Can you write out the material below line for line, changing nothing?

+++++

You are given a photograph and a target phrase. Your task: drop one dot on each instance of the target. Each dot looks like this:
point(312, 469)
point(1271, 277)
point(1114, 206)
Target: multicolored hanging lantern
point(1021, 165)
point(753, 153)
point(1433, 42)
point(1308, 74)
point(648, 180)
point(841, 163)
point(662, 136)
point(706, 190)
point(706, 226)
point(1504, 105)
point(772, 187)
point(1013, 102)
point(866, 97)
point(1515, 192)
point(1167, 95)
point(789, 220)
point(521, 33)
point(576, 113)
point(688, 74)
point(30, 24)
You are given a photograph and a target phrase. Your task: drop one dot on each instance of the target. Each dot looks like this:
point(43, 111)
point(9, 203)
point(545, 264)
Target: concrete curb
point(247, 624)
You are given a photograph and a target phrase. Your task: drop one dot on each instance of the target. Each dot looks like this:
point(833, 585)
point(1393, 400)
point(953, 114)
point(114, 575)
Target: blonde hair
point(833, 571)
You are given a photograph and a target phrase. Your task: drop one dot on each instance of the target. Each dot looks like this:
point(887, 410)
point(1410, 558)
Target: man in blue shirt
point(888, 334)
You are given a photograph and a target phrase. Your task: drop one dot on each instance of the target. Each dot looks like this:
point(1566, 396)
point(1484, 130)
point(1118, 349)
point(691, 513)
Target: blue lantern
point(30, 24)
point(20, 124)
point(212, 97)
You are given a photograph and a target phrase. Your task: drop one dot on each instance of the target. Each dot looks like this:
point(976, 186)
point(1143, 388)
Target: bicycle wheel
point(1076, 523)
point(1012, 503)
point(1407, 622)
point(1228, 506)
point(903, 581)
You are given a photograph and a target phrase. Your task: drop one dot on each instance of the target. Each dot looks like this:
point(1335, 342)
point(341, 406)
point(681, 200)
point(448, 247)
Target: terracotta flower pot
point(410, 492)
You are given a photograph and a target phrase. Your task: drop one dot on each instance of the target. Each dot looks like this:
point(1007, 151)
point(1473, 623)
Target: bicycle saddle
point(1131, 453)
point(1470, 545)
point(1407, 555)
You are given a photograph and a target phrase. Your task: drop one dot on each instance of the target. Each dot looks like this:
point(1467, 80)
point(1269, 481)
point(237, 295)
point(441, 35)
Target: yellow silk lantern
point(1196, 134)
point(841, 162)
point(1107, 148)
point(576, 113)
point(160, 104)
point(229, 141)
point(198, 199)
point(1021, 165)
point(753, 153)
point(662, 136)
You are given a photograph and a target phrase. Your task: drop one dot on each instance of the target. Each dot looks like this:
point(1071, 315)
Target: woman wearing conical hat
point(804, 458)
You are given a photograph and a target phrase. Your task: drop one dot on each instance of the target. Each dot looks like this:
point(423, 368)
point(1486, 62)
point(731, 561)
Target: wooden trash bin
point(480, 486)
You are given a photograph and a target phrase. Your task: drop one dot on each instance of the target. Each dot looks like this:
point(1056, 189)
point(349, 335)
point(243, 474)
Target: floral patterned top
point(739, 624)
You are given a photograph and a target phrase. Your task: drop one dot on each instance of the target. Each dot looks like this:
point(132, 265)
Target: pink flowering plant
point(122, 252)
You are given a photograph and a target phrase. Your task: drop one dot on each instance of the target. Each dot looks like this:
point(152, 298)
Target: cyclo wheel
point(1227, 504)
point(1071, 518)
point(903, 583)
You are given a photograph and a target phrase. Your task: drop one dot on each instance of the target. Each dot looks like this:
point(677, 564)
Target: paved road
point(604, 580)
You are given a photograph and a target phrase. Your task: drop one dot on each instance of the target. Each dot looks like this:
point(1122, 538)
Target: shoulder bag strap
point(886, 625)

+++++

> _WORKED SOLUTION_
You are given a photograph and a target phrase. Your task: drop one dot on each instance of the target. Each dot looks like this:
point(312, 469)
point(1271, 277)
point(1114, 206)
Target: multicolored hanging lantern
point(1021, 165)
point(753, 153)
point(1433, 42)
point(1308, 74)
point(648, 180)
point(841, 163)
point(662, 136)
point(706, 190)
point(706, 226)
point(1504, 105)
point(772, 187)
point(1013, 102)
point(866, 97)
point(1515, 192)
point(1167, 95)
point(789, 220)
point(521, 33)
point(576, 113)
point(688, 74)
point(30, 24)
You are given a photograph and a target phrase. Your task: drop one dot on each instance of the target. Each dot looks like this:
point(43, 111)
point(9, 203)
point(545, 264)
Target: concrete curb
point(247, 624)
You are given a photograph and a target phrase. Your task: drop one dot on each instance of the target. Each dot looks like this:
point(833, 585)
point(1393, 400)
point(953, 114)
point(114, 575)
Target: blonde hair
point(833, 571)
You are given a photograph and a target phrase. Your task: drop one dot on each instance of the target. Each dot looks like this:
point(887, 410)
point(1410, 558)
Target: man in blue shirt
point(888, 334)
You are given a photograph and a target phrase. Your task: drop one dot on each instance of the target. Each dot looks like this:
point(1566, 396)
point(1484, 130)
point(1118, 349)
point(691, 513)
Target: blue lantern
point(30, 24)
point(20, 124)
point(212, 97)
You are given a photograph and a target phrase. Your task: drop one dot on each instance of the target. Each dot looks like this:
point(976, 186)
point(1143, 388)
Target: bicycle wheel
point(1076, 523)
point(1012, 503)
point(1407, 622)
point(1228, 506)
point(903, 581)
You are given a photograph and a target phrase. Your task: drop one dot on each instance of the target. Each dot looks like this:
point(1335, 342)
point(341, 406)
point(681, 200)
point(448, 247)
Target: terracotta flower pot
point(410, 492)
You are given a photograph and a target phrase. Your task: drop one dot on each instance of the target. Each dot looks like this:
point(1007, 151)
point(1473, 623)
Target: bicycle saddle
point(1131, 453)
point(1470, 545)
point(1407, 555)
You are given a photograph and a target phrase. Your task: drop one dot on each instance of the target. Each dot looks like this:
point(1467, 80)
point(1269, 481)
point(237, 295)
point(441, 35)
Target: yellow silk lantern
point(1196, 134)
point(841, 162)
point(1107, 148)
point(576, 113)
point(160, 104)
point(229, 141)
point(198, 199)
point(1021, 165)
point(753, 153)
point(662, 136)
You are given a photograph and a target phrase. Your task: drop one dot on each instance of the target. Each dot looks like this:
point(1071, 315)
Target: woman wearing conical hat
point(804, 458)
You are given a photograph and a target phrase. Your task: drop one dot on each instance of the target. Each dot looks like this:
point(423, 368)
point(1486, 62)
point(731, 561)
Target: wooden trash bin
point(480, 486)
You are given a photograph and a target phrase. Your task: drop one dot on each instance of the target. Each dot looks like this:
point(1056, 189)
point(349, 335)
point(243, 474)
Target: floral patterned top
point(739, 624)
You are given a photograph and a target phrase. Your task: drop one dot on each instance of the target. Each dot looks like this:
point(132, 265)
Target: pink flowering plant
point(122, 252)
You are given a photograph and a target phrase. Your task: drop one dot on each instance of the target. Each dot looks like this:
point(152, 298)
Target: cyclo wheel
point(1227, 504)
point(1071, 518)
point(903, 583)
You are given a photograph and a target phrase. Your task: drop one dot on each instance of the target. Each dot looks like this:
point(677, 564)
Target: paved road
point(604, 580)
You are given a photograph and a target phrase. Your task: drop one dot on each instance of the target. Each dot looks like this:
point(1122, 538)
Target: shoulder bag strap
point(886, 625)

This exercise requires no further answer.